[Stored dataset items]
+++

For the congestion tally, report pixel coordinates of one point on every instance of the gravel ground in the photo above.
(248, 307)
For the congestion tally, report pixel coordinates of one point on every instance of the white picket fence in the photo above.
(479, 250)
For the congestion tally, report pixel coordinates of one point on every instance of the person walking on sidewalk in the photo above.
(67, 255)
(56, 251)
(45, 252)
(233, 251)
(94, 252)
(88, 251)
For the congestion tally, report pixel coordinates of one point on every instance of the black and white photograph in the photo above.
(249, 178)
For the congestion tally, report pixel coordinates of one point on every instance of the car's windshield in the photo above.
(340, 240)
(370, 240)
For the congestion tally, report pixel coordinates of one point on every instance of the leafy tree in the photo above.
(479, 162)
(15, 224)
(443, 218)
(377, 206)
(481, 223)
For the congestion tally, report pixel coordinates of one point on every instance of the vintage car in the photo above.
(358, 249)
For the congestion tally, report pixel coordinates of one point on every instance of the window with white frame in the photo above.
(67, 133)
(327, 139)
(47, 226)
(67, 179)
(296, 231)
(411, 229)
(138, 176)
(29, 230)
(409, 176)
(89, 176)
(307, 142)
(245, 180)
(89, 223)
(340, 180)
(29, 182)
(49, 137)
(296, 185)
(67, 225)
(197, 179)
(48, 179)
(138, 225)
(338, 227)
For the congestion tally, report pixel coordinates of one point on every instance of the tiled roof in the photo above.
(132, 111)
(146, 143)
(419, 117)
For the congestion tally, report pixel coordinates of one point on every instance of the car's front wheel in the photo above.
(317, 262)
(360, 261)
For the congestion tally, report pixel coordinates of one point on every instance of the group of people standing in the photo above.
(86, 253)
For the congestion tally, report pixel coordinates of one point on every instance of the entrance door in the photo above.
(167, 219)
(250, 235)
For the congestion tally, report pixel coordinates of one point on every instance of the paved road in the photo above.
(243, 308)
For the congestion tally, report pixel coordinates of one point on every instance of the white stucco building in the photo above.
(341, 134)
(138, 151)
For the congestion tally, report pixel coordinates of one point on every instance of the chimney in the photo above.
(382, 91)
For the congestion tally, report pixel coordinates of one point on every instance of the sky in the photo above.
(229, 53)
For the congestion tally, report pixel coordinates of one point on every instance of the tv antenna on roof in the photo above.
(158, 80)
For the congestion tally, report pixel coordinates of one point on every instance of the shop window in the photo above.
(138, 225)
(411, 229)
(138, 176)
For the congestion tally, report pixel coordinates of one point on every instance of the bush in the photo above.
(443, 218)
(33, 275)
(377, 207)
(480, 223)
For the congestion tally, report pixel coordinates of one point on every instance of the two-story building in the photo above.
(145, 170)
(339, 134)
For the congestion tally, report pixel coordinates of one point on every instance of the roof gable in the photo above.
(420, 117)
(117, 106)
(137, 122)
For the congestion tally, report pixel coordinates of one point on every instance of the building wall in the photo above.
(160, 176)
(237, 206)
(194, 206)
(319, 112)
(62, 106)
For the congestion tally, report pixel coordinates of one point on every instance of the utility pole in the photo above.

+++

# Written problem
Copy the entries above exactly, leaving none out.

# Exercise output
For the congestion tally, report pixel coordinates of one point on every instance of the gravel ground in the photo above.
(248, 307)
For the congestion tally, report pixel coordinates of one point on every instance of the white picket fence in the photo above.
(479, 250)
For the congestion tally, report pixel coordinates of one point on every instance of the person walking on sidewalk in the photo above.
(67, 255)
(56, 251)
(45, 252)
(233, 251)
(94, 252)
(88, 251)
For the congestion tally, report pixel coordinates of one point on every instance of the black and white photograph in the photo above.
(249, 178)
For the congestion tally, report pixel coordinates of one point on every instance of the car's windshield in the photo above.
(340, 240)
(370, 240)
For the congestion tally, report pixel coordinates of one point on every instance of the leafy tree in the photo above.
(479, 162)
(15, 224)
(443, 218)
(377, 206)
(481, 223)
For the congestion tally, report pixel coordinates of one point on every instance of the vintage car in the photo above.
(358, 249)
For the congestion tally, report pixel coordinates of one point on every instance of the window with white frame in the photo above.
(67, 133)
(327, 139)
(47, 226)
(67, 179)
(296, 231)
(411, 229)
(138, 176)
(29, 230)
(409, 176)
(89, 176)
(307, 142)
(245, 180)
(89, 223)
(340, 180)
(29, 182)
(49, 137)
(296, 185)
(67, 225)
(197, 179)
(48, 179)
(138, 225)
(338, 227)
For the congestion tally, report pixel coordinates of one point on every instance of the tiled roof in the photo above.
(132, 111)
(146, 143)
(419, 117)
For the congestion tally, report pixel coordinates of one point on every instance of the car's front wheel in the photo above.
(317, 262)
(360, 261)
For the congestion tally, report pixel coordinates of one point on every instance of the group of people standing in the photo above.
(86, 253)
For the congestion tally, report pixel coordinates of one point on every instance of the entrance door in the photo above.
(167, 219)
(250, 235)
For the congestion tally, report pixel coordinates of one point on every instance of the paved road in the photo above.
(243, 308)
For the congestion tally, report pixel coordinates of one point on every instance of the white stucco building in the photo above.
(341, 134)
(138, 151)
For the congestion tally, report pixel coordinates of one point on every instance of the chimney in the photo above.
(382, 91)
For the congestion tally, report pixel coordinates of one point on every instance of the sky in the photo above.
(229, 53)
For the congestion tally, report pixel coordinates of one point on every instance of the tv antenna on roof in the photo above.
(158, 80)
For the congestion tally, report pixel coordinates of one point on every instance of the shop window in the photo above.
(138, 225)
(411, 229)
(138, 176)
For the congestion tally, report pixel coordinates of one point on every instance of the bush in the photo above.
(443, 218)
(33, 275)
(377, 207)
(480, 223)
For the congestion tally, report pixel coordinates of one point on every instance of the two-story building in the photo above.
(145, 170)
(339, 134)
For the congestion tally, report pixel coordinates of one point on every instance of the roof gable in the photo above.
(420, 117)
(117, 106)
(137, 122)
For the congestion tally, report pixel coordinates of one point on every instance of the building wall in the photo above.
(160, 176)
(237, 206)
(194, 206)
(319, 112)
(62, 106)
For the congestion tally, report pixel coordinates of one point on every instance of the utility pole in the photo above.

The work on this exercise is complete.